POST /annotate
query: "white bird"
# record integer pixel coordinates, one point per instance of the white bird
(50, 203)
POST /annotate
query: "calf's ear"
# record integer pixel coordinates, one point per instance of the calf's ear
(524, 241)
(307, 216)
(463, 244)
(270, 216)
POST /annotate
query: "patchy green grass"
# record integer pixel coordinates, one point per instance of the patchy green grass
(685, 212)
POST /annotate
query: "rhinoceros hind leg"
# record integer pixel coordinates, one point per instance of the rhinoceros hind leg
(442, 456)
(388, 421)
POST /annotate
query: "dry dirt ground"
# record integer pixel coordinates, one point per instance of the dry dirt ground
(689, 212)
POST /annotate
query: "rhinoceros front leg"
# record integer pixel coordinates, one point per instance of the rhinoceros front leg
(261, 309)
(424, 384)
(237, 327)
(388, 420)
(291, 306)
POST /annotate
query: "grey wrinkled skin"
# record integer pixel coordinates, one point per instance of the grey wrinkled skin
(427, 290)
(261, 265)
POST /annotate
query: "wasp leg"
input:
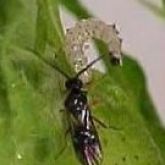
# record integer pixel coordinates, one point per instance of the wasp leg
(99, 122)
(65, 145)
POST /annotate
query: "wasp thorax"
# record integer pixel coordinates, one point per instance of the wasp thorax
(74, 83)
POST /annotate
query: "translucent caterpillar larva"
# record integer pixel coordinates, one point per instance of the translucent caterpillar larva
(78, 38)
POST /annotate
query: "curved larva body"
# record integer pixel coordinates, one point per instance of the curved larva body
(79, 36)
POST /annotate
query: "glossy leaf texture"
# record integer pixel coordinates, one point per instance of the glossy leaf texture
(32, 127)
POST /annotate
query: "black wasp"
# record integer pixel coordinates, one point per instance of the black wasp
(84, 135)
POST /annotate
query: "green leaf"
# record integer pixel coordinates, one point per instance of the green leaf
(32, 128)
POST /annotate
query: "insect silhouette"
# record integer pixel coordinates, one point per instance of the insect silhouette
(83, 132)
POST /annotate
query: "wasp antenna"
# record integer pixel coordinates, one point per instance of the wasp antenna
(89, 65)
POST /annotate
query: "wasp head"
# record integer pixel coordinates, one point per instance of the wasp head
(74, 84)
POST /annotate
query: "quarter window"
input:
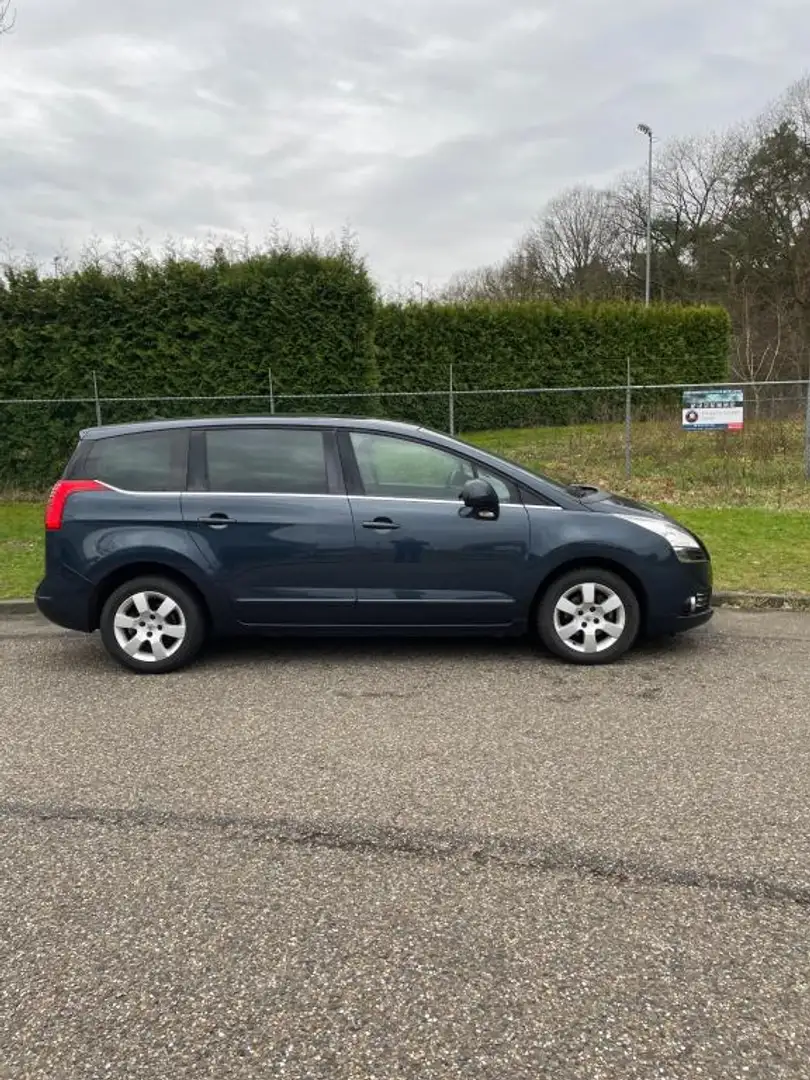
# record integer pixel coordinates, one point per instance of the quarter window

************

(Directions):
Write everything in the records out exactly, apart from the pictures.

(Response to this task):
POST /annotate
query: "white bird"
# record integer pixel coordinates, one point per instance of the white bird
(50, 203)
POST /annotate
query: "calf's ear"
# record integer pixel coordinates, one point per instance of the calf's ear
(524, 241)
(307, 216)
(463, 244)
(270, 216)
POST /annotate
query: "patchy green grass"
# record integer pixel coordinates, one point per instance of the patchy green grass
(685, 212)
POST /annotate
query: "rhinoceros hind leg"
# record integer pixel coordinates, one point per instance of the rhinoceros hind leg
(442, 456)
(388, 421)
POST /annotate
query: "dry dirt ground"
# record integer pixel coordinates, one point per instance of the dry dirt ground
(689, 212)
POST /annotate
query: "rhinoceros front leg"
# record integer pixel coordinates, one point per instance of the rhinoceros front leg
(261, 309)
(424, 384)
(237, 327)
(388, 420)
(291, 306)
POST /annotate
query: "grey wrinkled skin"
# record integer pixel coordinates, one point per instance of the grey wrinkled skin
(427, 290)
(261, 265)
POST /annotate
query: "wasp leg"
input:
# record integer pixel coordinates, one point per instance of the wasp leg
(99, 122)
(65, 145)
POST /annotate
query: "wasp thorax"
# record integer pixel coordinates, one point per instance of the wasp thorax
(74, 83)
POST /annotate
query: "translucent caterpillar larva"
# record integer pixel coordinates, one point per instance of the translucent caterpillar larva
(78, 38)
POST /annotate
query: "curved larva body"
# record integer pixel coordinates, one point per instance of the curved larva body
(79, 36)
POST /annotate
query: "glossy leaf texture"
# record integer pixel coordinates, one point per instance of the glossy leaf texture
(32, 127)
POST /annotate
query: "black wasp"
# record integer pixel coordinates, one point per instance of the black wasp
(84, 135)
POST /annotate
query: "green leaf"
# record integer pixel coordinates, one point per instance of the green leaf
(32, 128)
POST /annotate
query: "insect silhouette"
# record integer pixel coordinates, one point per instance of the insect silhouette
(83, 132)
POST /annotate
query: "wasp antenna"
# record integer pixel coordinates, one point per instance of the wasp antenna
(89, 65)
POST /annotate
query: "wasp head"
# record integer pixel coordinates, one point per instance of the wasp head
(74, 84)
POST /annotate
query: "quarter window"
input:
# record integer pixel coordinates, one point per instance of the quarter window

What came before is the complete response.